What the task asks =
Copy each line below that contains "road".

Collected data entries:

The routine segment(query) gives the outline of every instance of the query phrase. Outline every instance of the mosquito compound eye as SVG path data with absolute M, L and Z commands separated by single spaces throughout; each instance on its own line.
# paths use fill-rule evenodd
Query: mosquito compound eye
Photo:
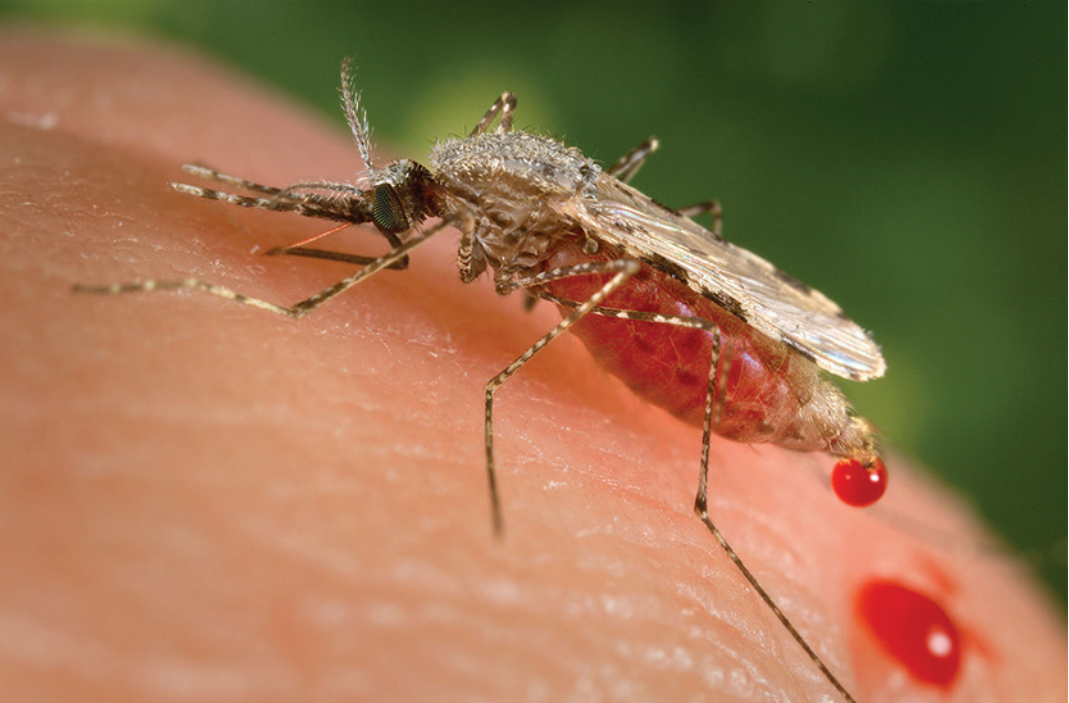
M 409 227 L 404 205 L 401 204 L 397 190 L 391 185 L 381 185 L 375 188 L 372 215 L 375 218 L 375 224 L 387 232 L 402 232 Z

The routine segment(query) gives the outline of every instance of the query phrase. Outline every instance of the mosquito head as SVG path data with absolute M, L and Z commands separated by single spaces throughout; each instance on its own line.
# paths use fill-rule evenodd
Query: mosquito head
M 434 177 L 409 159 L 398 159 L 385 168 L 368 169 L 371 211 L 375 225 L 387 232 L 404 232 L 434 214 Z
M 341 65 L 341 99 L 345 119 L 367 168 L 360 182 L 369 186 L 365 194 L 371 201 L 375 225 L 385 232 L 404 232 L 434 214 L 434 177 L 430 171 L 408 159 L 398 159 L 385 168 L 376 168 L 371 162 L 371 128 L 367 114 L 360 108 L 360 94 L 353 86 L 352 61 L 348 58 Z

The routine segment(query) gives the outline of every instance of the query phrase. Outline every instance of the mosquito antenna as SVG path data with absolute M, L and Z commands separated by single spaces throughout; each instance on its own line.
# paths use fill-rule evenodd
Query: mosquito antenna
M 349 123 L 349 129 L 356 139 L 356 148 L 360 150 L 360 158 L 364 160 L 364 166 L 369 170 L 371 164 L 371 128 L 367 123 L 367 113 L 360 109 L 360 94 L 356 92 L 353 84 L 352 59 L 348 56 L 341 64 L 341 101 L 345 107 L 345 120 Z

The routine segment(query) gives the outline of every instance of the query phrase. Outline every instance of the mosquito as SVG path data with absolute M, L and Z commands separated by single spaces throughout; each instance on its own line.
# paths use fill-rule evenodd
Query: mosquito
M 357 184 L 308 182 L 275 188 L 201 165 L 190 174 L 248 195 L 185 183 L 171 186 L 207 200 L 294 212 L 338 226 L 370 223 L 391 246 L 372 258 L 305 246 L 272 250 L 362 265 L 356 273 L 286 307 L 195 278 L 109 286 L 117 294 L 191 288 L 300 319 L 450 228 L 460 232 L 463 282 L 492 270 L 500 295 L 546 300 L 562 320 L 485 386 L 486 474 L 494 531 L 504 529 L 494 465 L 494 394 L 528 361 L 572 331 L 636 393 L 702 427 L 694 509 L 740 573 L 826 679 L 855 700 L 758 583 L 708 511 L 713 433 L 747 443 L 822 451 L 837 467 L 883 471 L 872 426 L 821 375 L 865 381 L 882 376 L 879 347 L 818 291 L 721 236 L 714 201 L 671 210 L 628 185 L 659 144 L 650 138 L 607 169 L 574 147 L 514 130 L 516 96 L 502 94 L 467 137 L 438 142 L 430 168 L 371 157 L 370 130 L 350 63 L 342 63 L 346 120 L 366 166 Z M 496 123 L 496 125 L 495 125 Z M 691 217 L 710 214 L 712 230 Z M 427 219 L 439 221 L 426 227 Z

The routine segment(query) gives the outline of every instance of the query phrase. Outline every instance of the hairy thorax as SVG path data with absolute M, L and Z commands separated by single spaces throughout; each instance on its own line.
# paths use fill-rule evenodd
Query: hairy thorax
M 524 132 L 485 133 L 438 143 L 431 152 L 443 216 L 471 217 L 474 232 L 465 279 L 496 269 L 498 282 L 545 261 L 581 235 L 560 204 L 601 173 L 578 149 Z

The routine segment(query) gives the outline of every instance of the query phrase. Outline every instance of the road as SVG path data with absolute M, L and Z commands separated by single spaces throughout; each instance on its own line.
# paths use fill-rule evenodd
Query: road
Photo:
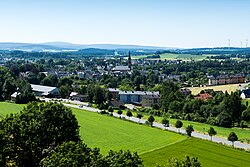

Reply to the task =
The routine segment(query) gives the outline of every instance of the query phrase. Outline every instance of the road as SVG path data with absolute M, L and Z commands separated by single spaces throughout; each instance on its own line.
Query: road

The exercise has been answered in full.